◆ **Passage for review**
┌────────
||In an ecosystem in which organisms are challenged with adverse conditions, the ability to respond is crucial to survive. Many studies focus on how environmental shifts lead to adaptations in a single species. Despite the fact that virtually all species are involved in
mutualistic associations and mutualistic partners affect each other's phenotype, the biotic context of organisms is, however, rarely taken into account. In this project we aim at documenting ionizing radiationinduced changes in pine trees and their rhizosphere microbiome
exposed to the extreme environmental stress resulting from the Fukushima Dai-Ichi nuclear accident. We will assess taxonomic and functional diversity of the bacterial and fungal rhizosphere communities, phenotypic and genetic diversity of pioneer ectomycorrhizal fungi, environmental adaptation and mechanisms of phenotypic plasticity in pines, and the potential of ectomycorrhizal species to shield their pine host from selective pressure. The results
of the proposed research will contribute to a theoretical framework for adaptation in mutualistic systems which is paramount for understanding the impact of human-induced abiotic change on biodiversity. Furthermore it will lead to novel insights into radionuclides detoxification and the mechanisms used for adaptation to long-term ionizing radiation. An enhanced knowledge on radionuclide adaptation is urgently needed as a scientific basis for
risk assessment in chronic exposure conditions.
└────────
◆ **Exercises to complete**
(a) According to the project description on Fukushima pine trees, what event caused the extreme environmental stress the pines are exposed to?
(b) How would you render this sentence from the project description on Fukushima pine trees in Spanish: "Many studies focus on how environmental shifts lead to adaptations in a single species."
(c) What are all the things the project description on Fukushima pine trees says the researchers will assess?

◆ **Information shown**
┌────────
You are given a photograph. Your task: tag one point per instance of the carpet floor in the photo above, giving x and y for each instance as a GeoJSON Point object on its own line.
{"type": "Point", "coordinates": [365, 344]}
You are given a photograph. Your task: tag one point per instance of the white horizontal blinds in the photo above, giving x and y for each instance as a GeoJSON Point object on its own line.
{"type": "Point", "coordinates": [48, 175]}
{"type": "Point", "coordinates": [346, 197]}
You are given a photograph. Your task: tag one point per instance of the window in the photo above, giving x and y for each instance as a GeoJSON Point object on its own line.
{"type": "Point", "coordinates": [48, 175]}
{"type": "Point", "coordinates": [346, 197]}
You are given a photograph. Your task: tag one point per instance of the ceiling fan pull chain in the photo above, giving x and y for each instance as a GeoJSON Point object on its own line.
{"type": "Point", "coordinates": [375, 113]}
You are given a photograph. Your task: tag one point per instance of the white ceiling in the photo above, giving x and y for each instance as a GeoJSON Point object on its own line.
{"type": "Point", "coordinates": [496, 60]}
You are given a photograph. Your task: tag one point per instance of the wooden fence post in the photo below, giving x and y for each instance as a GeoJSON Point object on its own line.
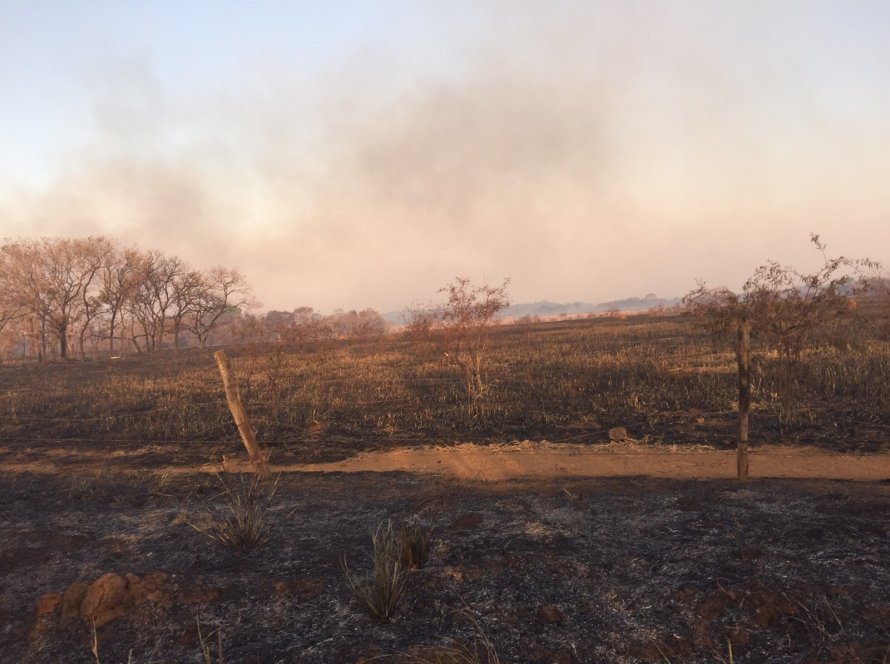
└────────
◆ **Solutions to the tasks**
(a) The Fukushima Dai-Ichi nuclear accident.

(b) Muchos estudios se centran en cómo los cambios ambientales conducen a adaptaciones en una sola especie.

(c)
- Taxonomic and functional diversity of the bacterial and fungal rhizosphere communities
- Phenotypic and genetic diversity of pioneer ectomycorrhizal fungi
- Environmental adaptation and mechanisms of phenotypic plasticity in pines
- The potential of ectomycorrhizal species to shield their pine host from selective pressure